(Instructions to follow) Transcribe the lines of the records starting with the one that has "TARGET: white wall" in it and ending with the last, and transcribe nothing else.

(Records supplied)

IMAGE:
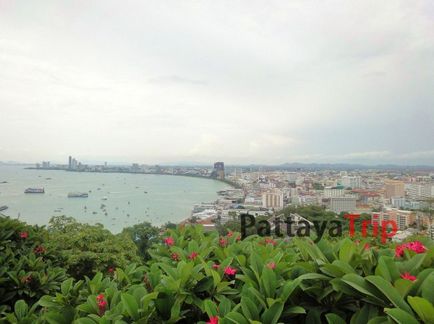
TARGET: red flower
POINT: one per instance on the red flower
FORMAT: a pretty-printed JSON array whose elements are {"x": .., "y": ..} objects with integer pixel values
[
  {"x": 415, "y": 246},
  {"x": 408, "y": 276},
  {"x": 230, "y": 271},
  {"x": 271, "y": 265},
  {"x": 399, "y": 251},
  {"x": 26, "y": 279},
  {"x": 169, "y": 241},
  {"x": 39, "y": 250},
  {"x": 213, "y": 320},
  {"x": 193, "y": 255},
  {"x": 270, "y": 241},
  {"x": 174, "y": 256},
  {"x": 102, "y": 303}
]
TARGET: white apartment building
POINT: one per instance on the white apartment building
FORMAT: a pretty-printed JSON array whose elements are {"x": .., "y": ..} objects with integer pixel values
[
  {"x": 330, "y": 192},
  {"x": 342, "y": 204},
  {"x": 418, "y": 191},
  {"x": 351, "y": 181}
]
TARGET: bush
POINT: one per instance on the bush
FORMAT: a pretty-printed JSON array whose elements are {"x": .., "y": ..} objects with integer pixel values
[{"x": 193, "y": 277}]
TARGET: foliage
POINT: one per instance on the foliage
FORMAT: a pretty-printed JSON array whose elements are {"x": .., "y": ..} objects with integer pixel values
[{"x": 195, "y": 276}]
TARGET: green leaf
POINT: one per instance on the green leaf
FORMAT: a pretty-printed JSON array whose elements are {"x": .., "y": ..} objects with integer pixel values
[
  {"x": 66, "y": 286},
  {"x": 334, "y": 319},
  {"x": 427, "y": 288},
  {"x": 236, "y": 318},
  {"x": 272, "y": 315},
  {"x": 21, "y": 309},
  {"x": 250, "y": 309},
  {"x": 130, "y": 305},
  {"x": 423, "y": 308},
  {"x": 391, "y": 293},
  {"x": 268, "y": 282},
  {"x": 210, "y": 308},
  {"x": 364, "y": 314},
  {"x": 401, "y": 316}
]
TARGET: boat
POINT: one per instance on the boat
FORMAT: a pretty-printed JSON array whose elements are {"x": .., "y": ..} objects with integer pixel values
[
  {"x": 78, "y": 195},
  {"x": 34, "y": 190}
]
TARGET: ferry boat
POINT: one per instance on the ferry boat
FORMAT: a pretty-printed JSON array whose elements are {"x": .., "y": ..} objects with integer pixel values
[
  {"x": 34, "y": 190},
  {"x": 78, "y": 195}
]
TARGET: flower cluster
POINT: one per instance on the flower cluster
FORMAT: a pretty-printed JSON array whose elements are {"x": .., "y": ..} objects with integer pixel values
[
  {"x": 213, "y": 320},
  {"x": 39, "y": 250},
  {"x": 102, "y": 303},
  {"x": 230, "y": 271},
  {"x": 415, "y": 246},
  {"x": 169, "y": 241},
  {"x": 174, "y": 256},
  {"x": 193, "y": 255}
]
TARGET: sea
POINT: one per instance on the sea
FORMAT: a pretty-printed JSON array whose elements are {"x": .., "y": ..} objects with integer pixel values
[{"x": 116, "y": 200}]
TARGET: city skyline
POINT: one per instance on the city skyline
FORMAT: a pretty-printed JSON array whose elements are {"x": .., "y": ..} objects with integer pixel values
[{"x": 246, "y": 82}]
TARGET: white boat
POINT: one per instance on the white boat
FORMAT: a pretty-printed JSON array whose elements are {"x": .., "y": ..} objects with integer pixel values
[{"x": 78, "y": 195}]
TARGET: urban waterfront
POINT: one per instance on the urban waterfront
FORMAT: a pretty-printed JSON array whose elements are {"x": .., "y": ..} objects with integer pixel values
[{"x": 116, "y": 200}]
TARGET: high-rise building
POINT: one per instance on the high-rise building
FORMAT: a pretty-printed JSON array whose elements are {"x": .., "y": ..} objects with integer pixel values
[
  {"x": 333, "y": 192},
  {"x": 394, "y": 188},
  {"x": 342, "y": 204},
  {"x": 272, "y": 199},
  {"x": 420, "y": 191},
  {"x": 352, "y": 182}
]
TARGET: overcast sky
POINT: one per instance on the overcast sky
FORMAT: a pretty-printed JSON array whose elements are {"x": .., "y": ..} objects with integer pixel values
[{"x": 237, "y": 81}]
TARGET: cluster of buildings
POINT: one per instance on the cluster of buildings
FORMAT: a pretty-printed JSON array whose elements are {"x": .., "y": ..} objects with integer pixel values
[{"x": 403, "y": 196}]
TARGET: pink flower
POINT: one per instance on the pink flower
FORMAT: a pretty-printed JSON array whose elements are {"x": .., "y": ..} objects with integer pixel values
[
  {"x": 174, "y": 256},
  {"x": 213, "y": 320},
  {"x": 26, "y": 279},
  {"x": 408, "y": 276},
  {"x": 399, "y": 251},
  {"x": 169, "y": 241},
  {"x": 230, "y": 271},
  {"x": 271, "y": 265},
  {"x": 415, "y": 246},
  {"x": 193, "y": 255},
  {"x": 39, "y": 250}
]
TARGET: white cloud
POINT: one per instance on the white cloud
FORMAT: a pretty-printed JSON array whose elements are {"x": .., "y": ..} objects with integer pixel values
[{"x": 244, "y": 81}]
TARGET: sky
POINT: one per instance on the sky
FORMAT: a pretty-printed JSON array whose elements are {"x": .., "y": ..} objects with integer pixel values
[{"x": 202, "y": 81}]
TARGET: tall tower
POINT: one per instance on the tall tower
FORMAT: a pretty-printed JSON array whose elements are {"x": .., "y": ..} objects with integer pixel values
[{"x": 219, "y": 170}]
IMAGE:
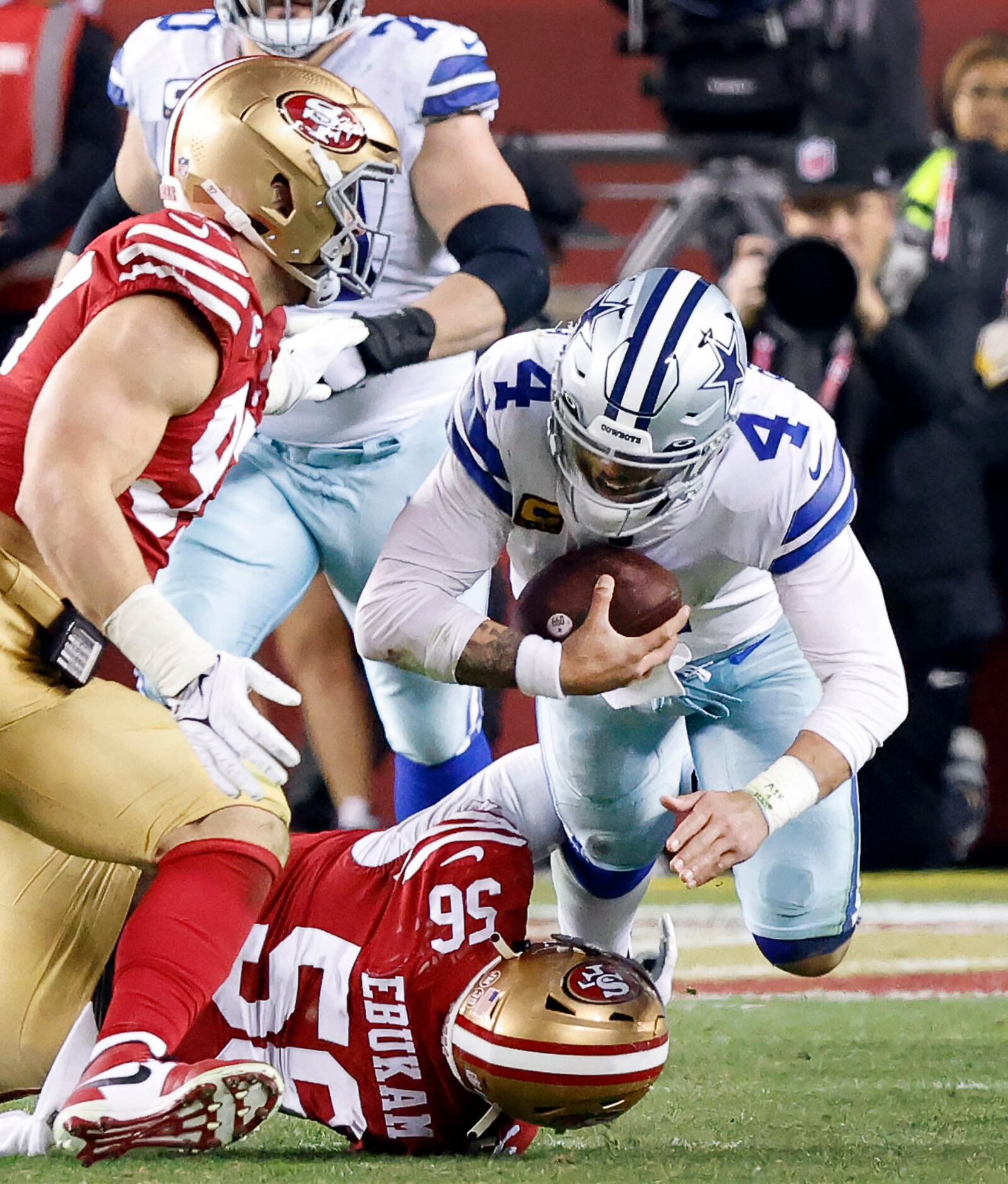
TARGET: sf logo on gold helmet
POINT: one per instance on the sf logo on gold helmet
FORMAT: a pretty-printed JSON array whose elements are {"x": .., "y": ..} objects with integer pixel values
[
  {"x": 560, "y": 1035},
  {"x": 331, "y": 125},
  {"x": 296, "y": 161}
]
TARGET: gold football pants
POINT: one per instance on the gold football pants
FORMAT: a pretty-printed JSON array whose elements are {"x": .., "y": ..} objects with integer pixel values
[
  {"x": 98, "y": 774},
  {"x": 101, "y": 771},
  {"x": 59, "y": 920}
]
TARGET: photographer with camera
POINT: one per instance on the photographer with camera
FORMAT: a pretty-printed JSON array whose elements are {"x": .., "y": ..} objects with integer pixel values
[{"x": 835, "y": 310}]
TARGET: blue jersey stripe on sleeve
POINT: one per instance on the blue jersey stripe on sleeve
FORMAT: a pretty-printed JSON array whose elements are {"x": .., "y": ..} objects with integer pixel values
[
  {"x": 826, "y": 535},
  {"x": 499, "y": 496},
  {"x": 114, "y": 86},
  {"x": 462, "y": 100},
  {"x": 821, "y": 501},
  {"x": 482, "y": 446},
  {"x": 458, "y": 67}
]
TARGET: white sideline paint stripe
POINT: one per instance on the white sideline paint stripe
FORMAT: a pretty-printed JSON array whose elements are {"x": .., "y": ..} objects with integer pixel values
[{"x": 939, "y": 914}]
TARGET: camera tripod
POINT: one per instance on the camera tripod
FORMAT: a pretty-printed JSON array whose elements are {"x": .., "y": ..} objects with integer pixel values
[{"x": 724, "y": 197}]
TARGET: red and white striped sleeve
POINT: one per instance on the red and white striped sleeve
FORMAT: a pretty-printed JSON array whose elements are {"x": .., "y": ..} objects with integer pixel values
[{"x": 184, "y": 256}]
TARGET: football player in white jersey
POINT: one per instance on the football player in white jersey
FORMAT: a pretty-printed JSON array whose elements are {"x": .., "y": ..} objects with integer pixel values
[
  {"x": 642, "y": 424},
  {"x": 463, "y": 264}
]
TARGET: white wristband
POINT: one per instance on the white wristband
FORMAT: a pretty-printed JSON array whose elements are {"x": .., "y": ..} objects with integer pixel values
[
  {"x": 537, "y": 667},
  {"x": 159, "y": 641},
  {"x": 783, "y": 791}
]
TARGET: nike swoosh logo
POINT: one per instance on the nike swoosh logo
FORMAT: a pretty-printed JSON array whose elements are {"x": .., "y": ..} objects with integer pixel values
[
  {"x": 475, "y": 852},
  {"x": 136, "y": 1079},
  {"x": 199, "y": 231}
]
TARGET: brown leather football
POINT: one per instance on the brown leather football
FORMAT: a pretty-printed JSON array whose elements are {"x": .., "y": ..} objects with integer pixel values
[{"x": 557, "y": 601}]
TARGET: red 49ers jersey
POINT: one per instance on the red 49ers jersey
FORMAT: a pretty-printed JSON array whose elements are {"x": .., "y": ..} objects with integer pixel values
[
  {"x": 195, "y": 260},
  {"x": 346, "y": 980}
]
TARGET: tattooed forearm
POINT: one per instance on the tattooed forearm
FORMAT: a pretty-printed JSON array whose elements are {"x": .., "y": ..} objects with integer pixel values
[{"x": 489, "y": 659}]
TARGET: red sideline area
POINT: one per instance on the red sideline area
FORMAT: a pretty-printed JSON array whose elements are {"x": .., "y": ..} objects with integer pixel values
[{"x": 989, "y": 982}]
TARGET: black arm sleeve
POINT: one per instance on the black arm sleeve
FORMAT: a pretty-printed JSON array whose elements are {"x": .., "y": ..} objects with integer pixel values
[{"x": 91, "y": 136}]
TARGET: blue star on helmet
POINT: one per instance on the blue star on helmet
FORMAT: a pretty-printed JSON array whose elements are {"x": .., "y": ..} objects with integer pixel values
[
  {"x": 730, "y": 369},
  {"x": 603, "y": 305}
]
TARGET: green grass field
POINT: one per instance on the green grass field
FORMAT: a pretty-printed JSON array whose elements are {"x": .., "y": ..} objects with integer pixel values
[{"x": 812, "y": 1088}]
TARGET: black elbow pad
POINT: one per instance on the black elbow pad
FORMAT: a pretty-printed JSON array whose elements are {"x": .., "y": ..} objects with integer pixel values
[
  {"x": 106, "y": 210},
  {"x": 501, "y": 247}
]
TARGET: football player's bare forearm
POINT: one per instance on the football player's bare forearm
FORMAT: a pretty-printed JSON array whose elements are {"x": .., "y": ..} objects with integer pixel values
[
  {"x": 468, "y": 315},
  {"x": 828, "y": 764},
  {"x": 489, "y": 659}
]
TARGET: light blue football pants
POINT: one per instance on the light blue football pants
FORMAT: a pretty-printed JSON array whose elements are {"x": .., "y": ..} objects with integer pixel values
[
  {"x": 608, "y": 770},
  {"x": 284, "y": 513}
]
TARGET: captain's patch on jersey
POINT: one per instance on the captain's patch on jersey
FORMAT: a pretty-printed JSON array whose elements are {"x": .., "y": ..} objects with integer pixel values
[
  {"x": 331, "y": 125},
  {"x": 539, "y": 514}
]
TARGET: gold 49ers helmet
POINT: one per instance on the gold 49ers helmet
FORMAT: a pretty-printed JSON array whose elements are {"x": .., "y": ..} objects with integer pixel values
[
  {"x": 560, "y": 1035},
  {"x": 295, "y": 160}
]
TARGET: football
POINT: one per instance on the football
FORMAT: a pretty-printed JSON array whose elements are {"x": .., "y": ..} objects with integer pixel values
[{"x": 556, "y": 601}]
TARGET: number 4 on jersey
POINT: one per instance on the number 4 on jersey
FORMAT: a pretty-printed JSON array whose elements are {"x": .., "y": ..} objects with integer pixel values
[
  {"x": 531, "y": 385},
  {"x": 764, "y": 435}
]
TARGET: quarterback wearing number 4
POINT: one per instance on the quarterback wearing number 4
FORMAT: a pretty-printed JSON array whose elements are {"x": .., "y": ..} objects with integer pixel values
[{"x": 642, "y": 424}]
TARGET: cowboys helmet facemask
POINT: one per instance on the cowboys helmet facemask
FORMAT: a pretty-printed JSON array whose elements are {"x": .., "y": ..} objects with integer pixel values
[
  {"x": 642, "y": 400},
  {"x": 293, "y": 35}
]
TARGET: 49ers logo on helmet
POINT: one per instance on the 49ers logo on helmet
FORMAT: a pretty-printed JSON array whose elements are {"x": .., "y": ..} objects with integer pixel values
[
  {"x": 331, "y": 125},
  {"x": 601, "y": 982}
]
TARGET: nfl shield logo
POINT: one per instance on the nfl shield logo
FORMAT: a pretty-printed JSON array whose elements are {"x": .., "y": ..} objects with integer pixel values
[{"x": 815, "y": 159}]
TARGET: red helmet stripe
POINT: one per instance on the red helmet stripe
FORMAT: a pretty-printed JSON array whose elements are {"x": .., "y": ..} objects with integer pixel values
[
  {"x": 563, "y": 1060},
  {"x": 538, "y": 1046},
  {"x": 558, "y": 1079}
]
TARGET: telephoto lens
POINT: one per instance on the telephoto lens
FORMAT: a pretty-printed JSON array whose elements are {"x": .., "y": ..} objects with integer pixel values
[{"x": 812, "y": 286}]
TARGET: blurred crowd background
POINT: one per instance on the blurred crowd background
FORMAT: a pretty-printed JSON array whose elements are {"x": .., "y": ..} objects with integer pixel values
[{"x": 842, "y": 168}]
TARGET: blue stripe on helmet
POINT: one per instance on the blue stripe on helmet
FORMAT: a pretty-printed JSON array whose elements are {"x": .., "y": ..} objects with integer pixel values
[
  {"x": 462, "y": 100},
  {"x": 821, "y": 501},
  {"x": 637, "y": 341},
  {"x": 660, "y": 372},
  {"x": 499, "y": 496},
  {"x": 826, "y": 535}
]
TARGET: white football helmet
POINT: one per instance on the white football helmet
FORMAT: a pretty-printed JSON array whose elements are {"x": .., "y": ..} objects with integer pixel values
[
  {"x": 644, "y": 397},
  {"x": 292, "y": 35}
]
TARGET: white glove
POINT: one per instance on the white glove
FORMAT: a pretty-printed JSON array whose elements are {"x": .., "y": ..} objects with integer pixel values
[
  {"x": 315, "y": 346},
  {"x": 225, "y": 731}
]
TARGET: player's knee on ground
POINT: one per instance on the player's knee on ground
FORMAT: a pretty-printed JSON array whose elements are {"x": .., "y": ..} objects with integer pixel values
[
  {"x": 806, "y": 957},
  {"x": 246, "y": 825}
]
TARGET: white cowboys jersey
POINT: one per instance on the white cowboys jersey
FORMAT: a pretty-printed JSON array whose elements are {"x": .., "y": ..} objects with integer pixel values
[
  {"x": 416, "y": 71},
  {"x": 779, "y": 493}
]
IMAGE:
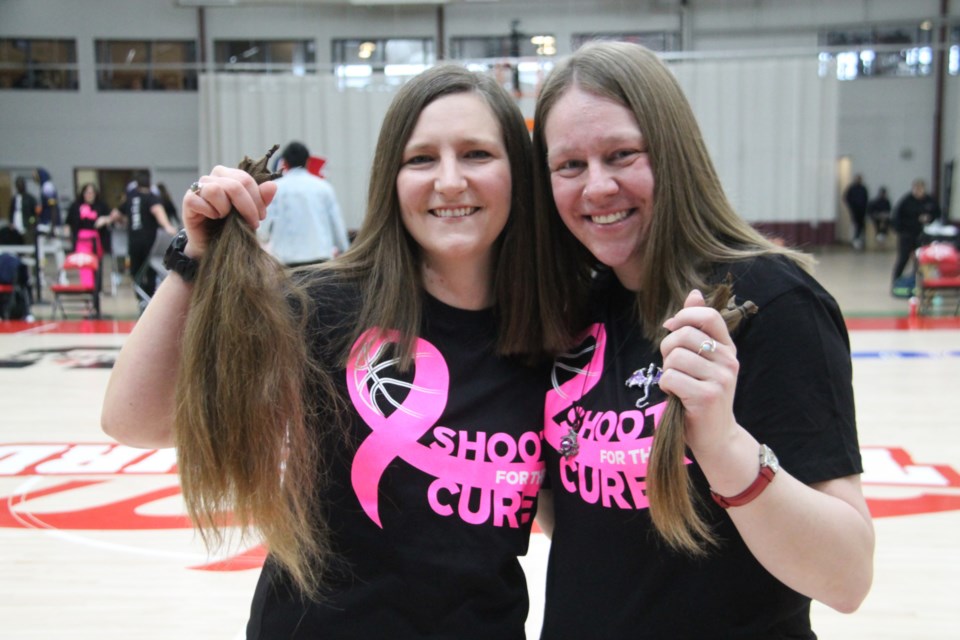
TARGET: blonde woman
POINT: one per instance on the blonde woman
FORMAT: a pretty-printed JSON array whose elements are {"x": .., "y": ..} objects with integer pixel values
[{"x": 383, "y": 433}]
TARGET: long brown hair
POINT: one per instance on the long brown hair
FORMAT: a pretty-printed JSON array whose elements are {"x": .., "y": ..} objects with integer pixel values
[
  {"x": 693, "y": 228},
  {"x": 385, "y": 259}
]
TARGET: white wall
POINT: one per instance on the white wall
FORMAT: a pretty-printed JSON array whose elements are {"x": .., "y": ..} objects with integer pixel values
[{"x": 878, "y": 118}]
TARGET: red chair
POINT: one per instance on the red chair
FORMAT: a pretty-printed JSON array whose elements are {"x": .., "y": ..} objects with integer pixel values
[{"x": 71, "y": 287}]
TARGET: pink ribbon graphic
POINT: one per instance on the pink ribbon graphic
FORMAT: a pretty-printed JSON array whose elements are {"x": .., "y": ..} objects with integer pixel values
[
  {"x": 398, "y": 435},
  {"x": 607, "y": 438}
]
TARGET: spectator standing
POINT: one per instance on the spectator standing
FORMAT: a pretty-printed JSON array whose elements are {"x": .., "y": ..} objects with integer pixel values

(Result of this task)
TARGET: white wall
POINT: one per instance on the white wall
FORMAT: a pretty-printed JSON array whose elements are {"x": .., "y": ..} objects with integer pixel values
[{"x": 878, "y": 118}]
TARGET: red chair
POINT: one per instance on the red chair
FORMAT: a pretty-printed JSON array whose elements are {"x": .., "y": ..} objects with integer pixel values
[{"x": 71, "y": 287}]
TARGET: pink ribbon graphic
POINT: one per instance on the pink ribbon graphic
FORMAT: a pretty-printed JSON array whose elements are {"x": .., "y": ..} objects with integer pixel values
[
  {"x": 398, "y": 435},
  {"x": 607, "y": 438}
]
TARGET: spectator standing
POINT: one per instance on the spectator standing
FORMAT: a pretty-printed JSON array whose elements are {"x": .., "y": ..} objects with integer pixel values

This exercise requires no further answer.